Stated task >>
Please format the entries as a JSON list of strings, one string per line with blank lines left out, beginning at the line that contains "target | bowl interior" and continuing through the end of the entries.

── Record excerpts ──

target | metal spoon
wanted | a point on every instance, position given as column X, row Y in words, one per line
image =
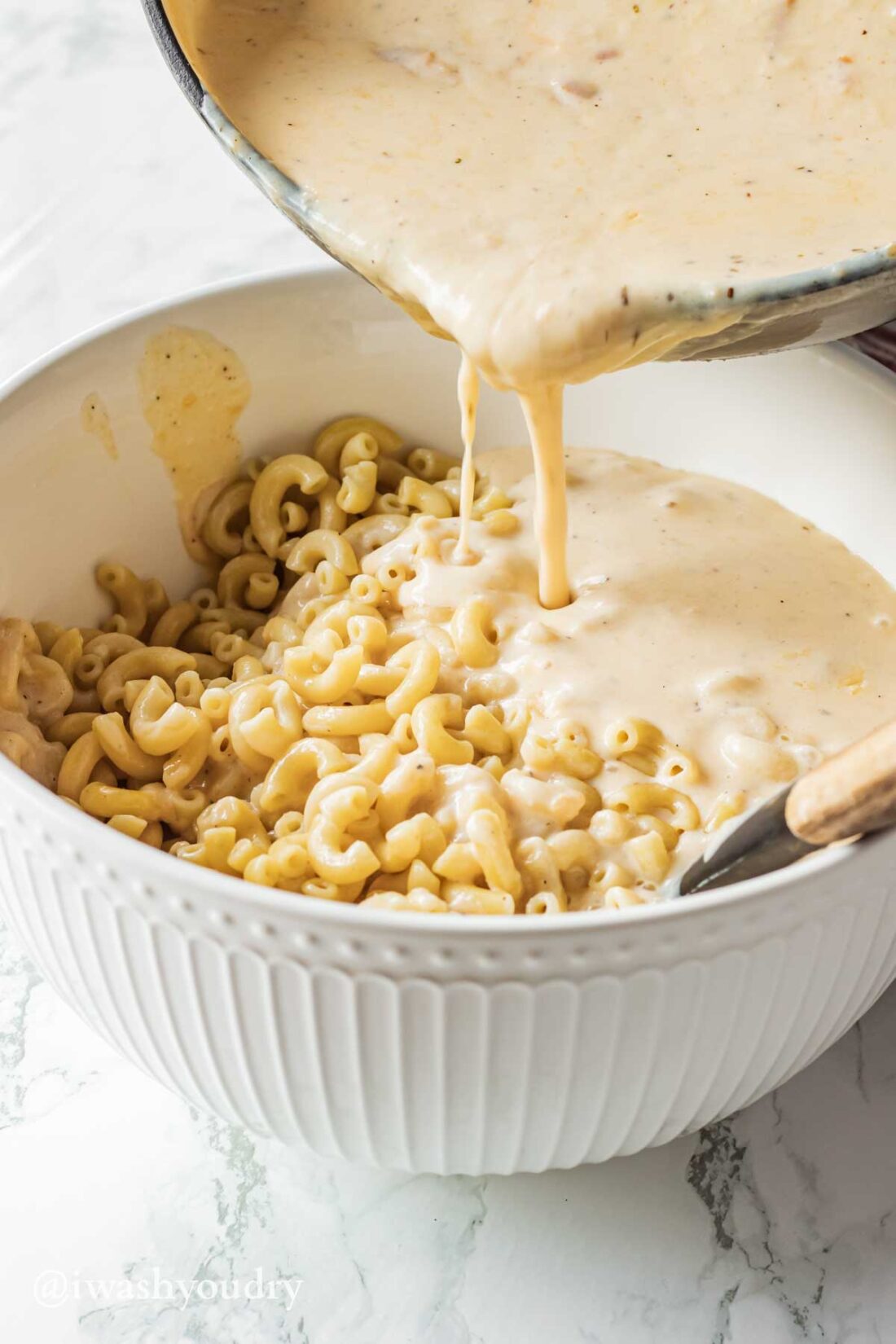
column 846, row 796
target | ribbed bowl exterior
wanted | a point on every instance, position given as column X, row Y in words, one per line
column 444, row 1046
column 428, row 1043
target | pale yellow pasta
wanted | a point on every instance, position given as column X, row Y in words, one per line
column 78, row 765
column 70, row 727
column 477, row 901
column 727, row 806
column 618, row 898
column 411, row 779
column 331, row 441
column 486, row 734
column 417, row 837
column 291, row 780
column 424, row 498
column 626, row 736
column 370, row 534
column 66, row 649
column 359, row 487
column 138, row 664
column 657, row 797
column 221, row 529
column 649, row 858
column 417, row 901
column 318, row 682
column 335, row 855
column 301, row 723
column 432, row 718
column 421, row 663
column 121, row 749
column 173, row 624
column 296, row 469
column 130, row 595
column 473, row 633
column 157, row 722
column 235, row 576
column 494, row 854
column 321, row 545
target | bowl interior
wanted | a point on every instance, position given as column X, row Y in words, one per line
column 813, row 428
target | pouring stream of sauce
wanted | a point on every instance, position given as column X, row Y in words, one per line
column 571, row 186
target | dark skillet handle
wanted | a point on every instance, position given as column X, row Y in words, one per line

───

The output >>
[
  "target | bowl interior",
  "wanted | a point on every instance, position given as column X, row Y in words, one per line",
  "column 813, row 428",
  "target | pouring stream of sauce",
  "wanted | a point on every instance, position given as column X, row Y in words, one per line",
  "column 571, row 186",
  "target | dark skillet handle",
  "wanted | a point on every instance, position given as column X, row Y in words, one per line"
]